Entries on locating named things
-=-=-

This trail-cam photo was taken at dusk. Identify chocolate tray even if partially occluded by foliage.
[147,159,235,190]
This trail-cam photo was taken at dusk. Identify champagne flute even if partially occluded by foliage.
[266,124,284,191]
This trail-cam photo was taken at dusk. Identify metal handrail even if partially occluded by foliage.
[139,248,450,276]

-=-=-

**What you are asked to do**
Copy out everything in the listing, from the line containing "This trail-cam photo was taken at dusk. Identify metal" down to the end of the listing.

**Exercise answer**
This trail-cam photo was taken at dusk. Identify metal handrail even if partially occluded by foliage.
[139,248,450,276]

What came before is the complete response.